**PROBLEM DETAILS:** Repeat each line of the data exactly as written.

**SOURCE RECORDS:**
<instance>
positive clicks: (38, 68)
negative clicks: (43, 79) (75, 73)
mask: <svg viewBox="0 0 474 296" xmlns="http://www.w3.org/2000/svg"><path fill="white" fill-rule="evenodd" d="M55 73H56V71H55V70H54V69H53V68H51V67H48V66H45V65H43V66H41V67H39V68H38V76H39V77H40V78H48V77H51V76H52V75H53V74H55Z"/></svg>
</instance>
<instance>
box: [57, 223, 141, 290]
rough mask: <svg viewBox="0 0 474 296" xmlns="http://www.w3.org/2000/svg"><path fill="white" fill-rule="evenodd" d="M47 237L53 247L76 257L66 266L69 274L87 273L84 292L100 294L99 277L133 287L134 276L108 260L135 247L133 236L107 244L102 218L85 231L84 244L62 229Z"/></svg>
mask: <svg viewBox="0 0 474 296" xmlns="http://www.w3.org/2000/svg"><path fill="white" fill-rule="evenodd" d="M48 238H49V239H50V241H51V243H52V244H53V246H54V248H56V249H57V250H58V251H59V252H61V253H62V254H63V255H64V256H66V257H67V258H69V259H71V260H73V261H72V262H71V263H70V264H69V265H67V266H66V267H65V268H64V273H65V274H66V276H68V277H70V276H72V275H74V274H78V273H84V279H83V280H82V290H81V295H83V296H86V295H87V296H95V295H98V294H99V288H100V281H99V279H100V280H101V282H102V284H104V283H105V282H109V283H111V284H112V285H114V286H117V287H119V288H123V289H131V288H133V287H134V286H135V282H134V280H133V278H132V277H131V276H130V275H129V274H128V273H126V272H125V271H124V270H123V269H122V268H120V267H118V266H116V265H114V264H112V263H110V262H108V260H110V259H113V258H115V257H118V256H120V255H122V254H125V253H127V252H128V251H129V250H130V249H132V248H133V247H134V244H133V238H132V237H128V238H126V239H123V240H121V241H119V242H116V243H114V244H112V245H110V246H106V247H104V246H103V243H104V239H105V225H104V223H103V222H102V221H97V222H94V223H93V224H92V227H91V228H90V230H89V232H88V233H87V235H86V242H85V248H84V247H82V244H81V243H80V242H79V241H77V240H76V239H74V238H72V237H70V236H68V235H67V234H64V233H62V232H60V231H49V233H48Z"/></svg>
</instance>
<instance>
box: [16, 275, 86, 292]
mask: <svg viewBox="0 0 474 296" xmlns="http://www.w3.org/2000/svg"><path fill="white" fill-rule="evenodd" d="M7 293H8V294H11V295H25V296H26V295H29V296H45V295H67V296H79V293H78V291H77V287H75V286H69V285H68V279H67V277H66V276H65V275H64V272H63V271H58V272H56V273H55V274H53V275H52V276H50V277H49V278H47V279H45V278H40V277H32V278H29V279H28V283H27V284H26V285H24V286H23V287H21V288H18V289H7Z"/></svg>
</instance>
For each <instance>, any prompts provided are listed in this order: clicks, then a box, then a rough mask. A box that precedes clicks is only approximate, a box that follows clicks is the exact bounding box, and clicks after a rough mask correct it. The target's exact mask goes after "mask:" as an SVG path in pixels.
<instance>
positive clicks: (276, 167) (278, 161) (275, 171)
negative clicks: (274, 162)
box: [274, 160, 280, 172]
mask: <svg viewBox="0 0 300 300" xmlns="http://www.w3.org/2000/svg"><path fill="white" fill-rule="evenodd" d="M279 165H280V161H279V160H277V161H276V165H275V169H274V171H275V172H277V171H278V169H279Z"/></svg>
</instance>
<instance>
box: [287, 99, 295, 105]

**RESPONSE:**
<instance>
positive clicks: (38, 68)
negative clicks: (43, 79) (75, 73)
mask: <svg viewBox="0 0 474 296" xmlns="http://www.w3.org/2000/svg"><path fill="white" fill-rule="evenodd" d="M55 73H56V71H55V70H54V69H53V68H51V67H48V66H45V65H43V66H41V67H39V68H38V76H39V77H40V78H48V77H51V76H52V75H53V74H55Z"/></svg>
</instance>
<instance>
box: [57, 223, 141, 290]
rough mask: <svg viewBox="0 0 474 296" xmlns="http://www.w3.org/2000/svg"><path fill="white" fill-rule="evenodd" d="M47 237L53 247L76 257L66 266L69 274L87 273L84 292L100 294L99 277L133 287L134 276L108 260L135 247L133 236L107 244L102 218L85 231L84 244L62 229Z"/></svg>
mask: <svg viewBox="0 0 474 296" xmlns="http://www.w3.org/2000/svg"><path fill="white" fill-rule="evenodd" d="M48 238H49V239H50V241H51V243H52V244H53V246H54V248H56V249H57V250H58V251H59V252H61V253H62V254H63V255H64V256H66V257H67V258H69V259H71V260H73V261H72V262H71V263H70V264H69V265H67V266H66V267H65V268H64V273H65V274H66V276H68V277H70V276H72V275H74V274H78V273H84V279H83V280H82V290H81V295H83V296H86V295H87V296H95V295H98V294H99V288H100V281H99V279H100V280H101V282H102V284H104V283H105V282H109V283H111V284H112V285H114V286H117V287H119V288H123V289H131V288H133V287H134V286H135V282H134V280H133V278H132V277H131V276H130V275H129V274H128V273H126V272H125V271H124V270H123V269H122V268H120V267H118V266H116V265H114V264H112V263H110V262H108V260H110V259H113V258H115V257H118V256H120V255H122V254H125V253H127V252H128V251H129V250H130V249H132V248H133V247H134V244H133V238H132V237H128V238H126V239H123V240H121V241H119V242H116V243H114V244H112V245H110V246H106V247H104V246H103V243H104V239H105V225H104V223H103V222H102V221H97V222H94V223H93V224H92V227H91V228H90V230H89V232H88V233H87V235H86V242H85V248H84V247H82V244H81V243H80V242H79V241H77V240H76V239H74V238H72V237H70V236H68V235H67V234H64V233H62V232H60V231H49V233H48Z"/></svg>
</instance>
<instance>
box: [16, 275, 86, 292]
mask: <svg viewBox="0 0 474 296" xmlns="http://www.w3.org/2000/svg"><path fill="white" fill-rule="evenodd" d="M7 293H8V294H11V295H25V296H26V295H29V296H45V295H67V296H79V293H78V291H77V287H75V286H69V285H68V279H67V277H66V276H65V275H64V272H63V271H58V272H56V273H55V274H53V275H52V276H50V277H49V278H47V279H45V278H40V277H32V278H29V279H28V283H27V284H26V285H24V286H23V287H21V288H18V289H7Z"/></svg>
</instance>
For each <instance>, any prompts provided are listed in this order: clicks, then a box, then a rough mask. A box that precedes clicks is only approximate, a box that follows clicks is the exact bounding box, and clicks after a rough mask correct it. The target's exact mask goes after "mask:" as an SVG path in pixels.
<instance>
positive clicks: (276, 167) (278, 161) (275, 171)
negative clicks: (274, 162)
box: [274, 160, 280, 172]
mask: <svg viewBox="0 0 300 300" xmlns="http://www.w3.org/2000/svg"><path fill="white" fill-rule="evenodd" d="M279 165H280V161H279V160H277V161H276V165H275V169H274V171H275V172H277V171H278V169H279Z"/></svg>
</instance>
<instance>
box: [287, 99, 295, 105]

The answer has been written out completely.